▶ **What you will do**:
Update the items below, starting at the line containing "Where can the concrete" and continuing through the end of the items, by replacing "brick house" with "brick building" throughout. Return only those lines, with everything else unchanged.

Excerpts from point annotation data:
○ ○ ○ ○
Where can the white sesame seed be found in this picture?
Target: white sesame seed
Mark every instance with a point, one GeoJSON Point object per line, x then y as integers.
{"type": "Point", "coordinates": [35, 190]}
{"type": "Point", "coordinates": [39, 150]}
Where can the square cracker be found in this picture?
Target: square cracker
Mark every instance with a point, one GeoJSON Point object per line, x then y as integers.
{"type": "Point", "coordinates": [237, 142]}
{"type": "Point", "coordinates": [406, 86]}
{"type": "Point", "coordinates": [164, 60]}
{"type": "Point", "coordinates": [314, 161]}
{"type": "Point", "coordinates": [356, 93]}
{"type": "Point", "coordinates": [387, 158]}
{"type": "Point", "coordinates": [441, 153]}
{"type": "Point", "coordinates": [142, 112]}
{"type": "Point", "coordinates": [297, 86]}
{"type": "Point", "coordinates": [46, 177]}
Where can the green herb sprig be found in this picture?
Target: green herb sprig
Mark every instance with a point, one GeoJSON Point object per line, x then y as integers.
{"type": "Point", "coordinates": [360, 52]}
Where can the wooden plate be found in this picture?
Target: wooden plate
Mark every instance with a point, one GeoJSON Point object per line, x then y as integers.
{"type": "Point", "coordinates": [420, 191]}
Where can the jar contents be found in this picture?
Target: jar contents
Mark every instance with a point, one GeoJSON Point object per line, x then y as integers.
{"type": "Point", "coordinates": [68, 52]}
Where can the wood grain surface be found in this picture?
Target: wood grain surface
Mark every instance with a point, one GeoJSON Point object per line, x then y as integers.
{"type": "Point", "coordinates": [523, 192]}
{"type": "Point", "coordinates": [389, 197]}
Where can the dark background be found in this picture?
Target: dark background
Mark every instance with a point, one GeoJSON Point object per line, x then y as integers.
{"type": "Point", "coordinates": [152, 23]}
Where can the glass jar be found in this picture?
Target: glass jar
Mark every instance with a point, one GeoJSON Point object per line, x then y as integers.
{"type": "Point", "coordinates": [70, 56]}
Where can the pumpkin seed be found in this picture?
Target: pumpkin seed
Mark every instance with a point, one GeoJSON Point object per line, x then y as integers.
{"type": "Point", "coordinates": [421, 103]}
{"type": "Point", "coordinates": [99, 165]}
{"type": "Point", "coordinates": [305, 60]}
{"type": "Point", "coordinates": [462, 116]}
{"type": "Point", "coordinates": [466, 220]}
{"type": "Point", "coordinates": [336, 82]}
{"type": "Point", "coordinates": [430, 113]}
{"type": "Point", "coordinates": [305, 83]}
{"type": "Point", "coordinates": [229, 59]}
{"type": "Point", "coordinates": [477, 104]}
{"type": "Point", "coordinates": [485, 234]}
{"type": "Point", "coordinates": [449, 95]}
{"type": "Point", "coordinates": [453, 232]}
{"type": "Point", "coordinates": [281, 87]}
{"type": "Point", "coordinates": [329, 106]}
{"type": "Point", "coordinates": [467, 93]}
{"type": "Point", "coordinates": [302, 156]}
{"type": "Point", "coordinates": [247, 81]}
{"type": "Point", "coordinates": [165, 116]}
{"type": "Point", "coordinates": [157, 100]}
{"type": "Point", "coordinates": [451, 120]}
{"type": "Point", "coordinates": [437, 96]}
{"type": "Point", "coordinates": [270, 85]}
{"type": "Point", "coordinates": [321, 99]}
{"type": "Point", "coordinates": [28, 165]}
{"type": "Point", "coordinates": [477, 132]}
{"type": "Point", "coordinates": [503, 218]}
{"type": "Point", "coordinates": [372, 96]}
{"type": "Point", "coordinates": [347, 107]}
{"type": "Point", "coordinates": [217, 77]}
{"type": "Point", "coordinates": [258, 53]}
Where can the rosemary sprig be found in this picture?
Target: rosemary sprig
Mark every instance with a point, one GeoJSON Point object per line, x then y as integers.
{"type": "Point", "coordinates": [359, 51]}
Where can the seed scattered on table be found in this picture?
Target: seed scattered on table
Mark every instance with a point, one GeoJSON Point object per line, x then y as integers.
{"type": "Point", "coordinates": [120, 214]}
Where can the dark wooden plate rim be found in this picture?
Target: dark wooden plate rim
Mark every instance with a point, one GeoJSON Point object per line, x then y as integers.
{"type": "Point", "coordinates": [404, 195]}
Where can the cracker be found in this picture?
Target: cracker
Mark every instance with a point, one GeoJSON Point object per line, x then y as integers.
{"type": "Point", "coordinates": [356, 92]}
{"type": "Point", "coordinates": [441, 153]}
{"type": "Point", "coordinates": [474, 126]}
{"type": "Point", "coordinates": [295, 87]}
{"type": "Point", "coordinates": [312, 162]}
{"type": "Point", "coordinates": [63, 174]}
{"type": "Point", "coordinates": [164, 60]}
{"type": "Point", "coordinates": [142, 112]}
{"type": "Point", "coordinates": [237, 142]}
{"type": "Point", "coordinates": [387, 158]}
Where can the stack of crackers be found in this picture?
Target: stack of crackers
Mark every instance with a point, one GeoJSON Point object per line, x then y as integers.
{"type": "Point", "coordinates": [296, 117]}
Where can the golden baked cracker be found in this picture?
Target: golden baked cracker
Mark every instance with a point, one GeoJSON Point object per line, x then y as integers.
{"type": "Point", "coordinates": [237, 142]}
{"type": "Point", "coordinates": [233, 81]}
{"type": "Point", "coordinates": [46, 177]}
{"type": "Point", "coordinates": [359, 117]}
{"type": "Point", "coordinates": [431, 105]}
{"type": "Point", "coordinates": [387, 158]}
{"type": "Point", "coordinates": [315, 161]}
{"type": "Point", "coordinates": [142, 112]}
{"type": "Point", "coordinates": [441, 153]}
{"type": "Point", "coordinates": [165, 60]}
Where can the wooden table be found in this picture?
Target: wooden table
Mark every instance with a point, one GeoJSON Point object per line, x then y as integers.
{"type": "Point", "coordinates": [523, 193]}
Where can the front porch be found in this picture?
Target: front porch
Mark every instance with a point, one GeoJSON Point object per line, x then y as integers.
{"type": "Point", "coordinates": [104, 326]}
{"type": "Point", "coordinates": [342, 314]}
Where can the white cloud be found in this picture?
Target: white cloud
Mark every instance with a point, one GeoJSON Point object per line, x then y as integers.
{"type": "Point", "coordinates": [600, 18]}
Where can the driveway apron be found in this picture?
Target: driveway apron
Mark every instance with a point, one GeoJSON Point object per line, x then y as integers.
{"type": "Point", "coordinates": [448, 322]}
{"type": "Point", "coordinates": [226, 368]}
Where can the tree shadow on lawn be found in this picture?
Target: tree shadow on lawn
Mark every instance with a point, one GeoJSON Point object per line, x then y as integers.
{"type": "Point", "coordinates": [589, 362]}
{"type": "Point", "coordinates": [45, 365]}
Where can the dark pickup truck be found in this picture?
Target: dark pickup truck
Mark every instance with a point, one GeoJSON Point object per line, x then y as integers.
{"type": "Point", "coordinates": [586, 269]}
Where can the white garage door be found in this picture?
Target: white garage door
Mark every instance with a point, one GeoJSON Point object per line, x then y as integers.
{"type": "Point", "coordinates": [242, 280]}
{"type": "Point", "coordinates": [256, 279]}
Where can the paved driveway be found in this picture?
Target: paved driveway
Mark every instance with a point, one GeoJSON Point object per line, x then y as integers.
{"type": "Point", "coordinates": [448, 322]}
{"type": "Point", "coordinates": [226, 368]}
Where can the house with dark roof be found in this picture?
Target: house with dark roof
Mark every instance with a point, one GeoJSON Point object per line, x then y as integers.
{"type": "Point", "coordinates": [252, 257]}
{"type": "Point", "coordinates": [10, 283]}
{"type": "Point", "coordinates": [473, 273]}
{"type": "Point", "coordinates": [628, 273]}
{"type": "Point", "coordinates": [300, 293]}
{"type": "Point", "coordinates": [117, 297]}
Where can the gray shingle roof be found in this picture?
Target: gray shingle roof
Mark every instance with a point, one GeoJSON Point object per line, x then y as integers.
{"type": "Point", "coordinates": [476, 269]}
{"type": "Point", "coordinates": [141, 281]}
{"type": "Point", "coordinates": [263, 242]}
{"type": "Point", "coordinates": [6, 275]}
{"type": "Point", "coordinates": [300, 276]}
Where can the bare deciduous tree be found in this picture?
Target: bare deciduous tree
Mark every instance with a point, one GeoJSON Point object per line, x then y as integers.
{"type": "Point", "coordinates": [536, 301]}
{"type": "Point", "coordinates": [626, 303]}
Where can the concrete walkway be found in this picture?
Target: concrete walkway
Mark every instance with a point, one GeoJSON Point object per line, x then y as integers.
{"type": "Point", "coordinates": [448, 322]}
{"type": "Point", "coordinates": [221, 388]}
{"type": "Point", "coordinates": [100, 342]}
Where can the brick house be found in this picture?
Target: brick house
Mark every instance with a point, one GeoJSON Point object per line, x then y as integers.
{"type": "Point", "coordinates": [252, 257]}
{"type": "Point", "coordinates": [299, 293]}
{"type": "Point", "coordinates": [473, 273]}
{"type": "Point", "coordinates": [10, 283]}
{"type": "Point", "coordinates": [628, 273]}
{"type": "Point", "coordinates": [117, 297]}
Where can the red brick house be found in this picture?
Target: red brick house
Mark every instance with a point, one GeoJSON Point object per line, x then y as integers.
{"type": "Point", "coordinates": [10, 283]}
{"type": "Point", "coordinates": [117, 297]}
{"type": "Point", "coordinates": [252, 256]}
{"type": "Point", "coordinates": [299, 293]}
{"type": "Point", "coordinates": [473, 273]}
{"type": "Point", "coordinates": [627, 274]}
○ ○ ○ ○
▶ **Exercise response**:
Where can the concrete walkway be found in this picture?
Target: concrete walkway
Mark every instance with a point, one GeoJSON Point object per line, x then y as integers.
{"type": "Point", "coordinates": [448, 322]}
{"type": "Point", "coordinates": [221, 388]}
{"type": "Point", "coordinates": [100, 342]}
Where can the brick building be found in this picture?
Target: brick building
Mark every instance with a point, one GeoJSON Point object per line, x then y as integers.
{"type": "Point", "coordinates": [252, 257]}
{"type": "Point", "coordinates": [299, 293]}
{"type": "Point", "coordinates": [473, 273]}
{"type": "Point", "coordinates": [10, 283]}
{"type": "Point", "coordinates": [628, 273]}
{"type": "Point", "coordinates": [117, 297]}
Where can the red brick building be found in this picture?
Target: red brick building
Mark every instance with a point, one GeoJSON Point object per line, x then y as integers.
{"type": "Point", "coordinates": [10, 283]}
{"type": "Point", "coordinates": [117, 297]}
{"type": "Point", "coordinates": [252, 256]}
{"type": "Point", "coordinates": [299, 293]}
{"type": "Point", "coordinates": [473, 273]}
{"type": "Point", "coordinates": [627, 274]}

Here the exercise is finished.